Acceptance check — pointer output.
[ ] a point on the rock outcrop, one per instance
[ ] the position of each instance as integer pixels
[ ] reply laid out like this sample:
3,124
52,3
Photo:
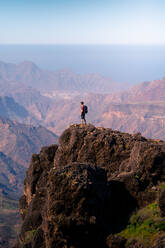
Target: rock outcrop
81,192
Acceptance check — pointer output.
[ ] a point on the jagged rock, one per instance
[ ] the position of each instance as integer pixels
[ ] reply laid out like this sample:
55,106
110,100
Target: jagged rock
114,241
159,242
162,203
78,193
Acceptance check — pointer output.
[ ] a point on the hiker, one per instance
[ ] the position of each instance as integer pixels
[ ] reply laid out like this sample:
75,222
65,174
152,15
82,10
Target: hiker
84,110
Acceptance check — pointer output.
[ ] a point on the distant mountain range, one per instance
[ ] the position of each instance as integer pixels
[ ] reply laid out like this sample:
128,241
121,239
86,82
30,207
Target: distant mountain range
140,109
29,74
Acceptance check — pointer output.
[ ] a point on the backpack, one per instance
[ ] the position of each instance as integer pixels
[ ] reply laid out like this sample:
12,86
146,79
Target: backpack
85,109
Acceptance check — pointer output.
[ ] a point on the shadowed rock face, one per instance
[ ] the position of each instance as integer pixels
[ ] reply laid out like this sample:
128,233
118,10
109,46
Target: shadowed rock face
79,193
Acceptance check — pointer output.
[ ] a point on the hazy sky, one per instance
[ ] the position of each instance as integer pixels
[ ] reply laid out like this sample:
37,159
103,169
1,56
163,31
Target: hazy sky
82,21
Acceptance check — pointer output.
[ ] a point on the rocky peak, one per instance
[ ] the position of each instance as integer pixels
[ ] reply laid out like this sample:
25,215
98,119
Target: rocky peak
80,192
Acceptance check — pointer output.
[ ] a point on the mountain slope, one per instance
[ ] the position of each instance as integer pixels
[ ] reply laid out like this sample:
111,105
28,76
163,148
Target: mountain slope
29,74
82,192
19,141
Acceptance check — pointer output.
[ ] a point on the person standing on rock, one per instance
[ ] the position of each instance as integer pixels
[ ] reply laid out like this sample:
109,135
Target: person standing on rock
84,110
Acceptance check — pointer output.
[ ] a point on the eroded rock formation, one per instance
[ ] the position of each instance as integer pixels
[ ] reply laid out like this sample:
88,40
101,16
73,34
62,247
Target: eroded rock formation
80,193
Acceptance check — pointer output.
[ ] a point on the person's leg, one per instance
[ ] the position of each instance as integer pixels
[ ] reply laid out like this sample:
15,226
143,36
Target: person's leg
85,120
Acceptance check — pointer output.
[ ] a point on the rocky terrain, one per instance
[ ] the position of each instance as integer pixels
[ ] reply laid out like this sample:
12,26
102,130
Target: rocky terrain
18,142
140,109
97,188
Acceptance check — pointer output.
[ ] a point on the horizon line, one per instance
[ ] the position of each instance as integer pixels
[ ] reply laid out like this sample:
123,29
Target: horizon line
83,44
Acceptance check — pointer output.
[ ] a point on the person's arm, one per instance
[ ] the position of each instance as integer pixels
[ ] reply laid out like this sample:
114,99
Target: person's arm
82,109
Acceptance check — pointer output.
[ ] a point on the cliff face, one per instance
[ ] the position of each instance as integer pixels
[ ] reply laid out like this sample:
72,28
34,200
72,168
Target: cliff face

*Task objective*: Return each full line of the entries that contains the word "cliff".

*Answer box*:
[ ] a point on the cliff face, one per instance
Target: cliff face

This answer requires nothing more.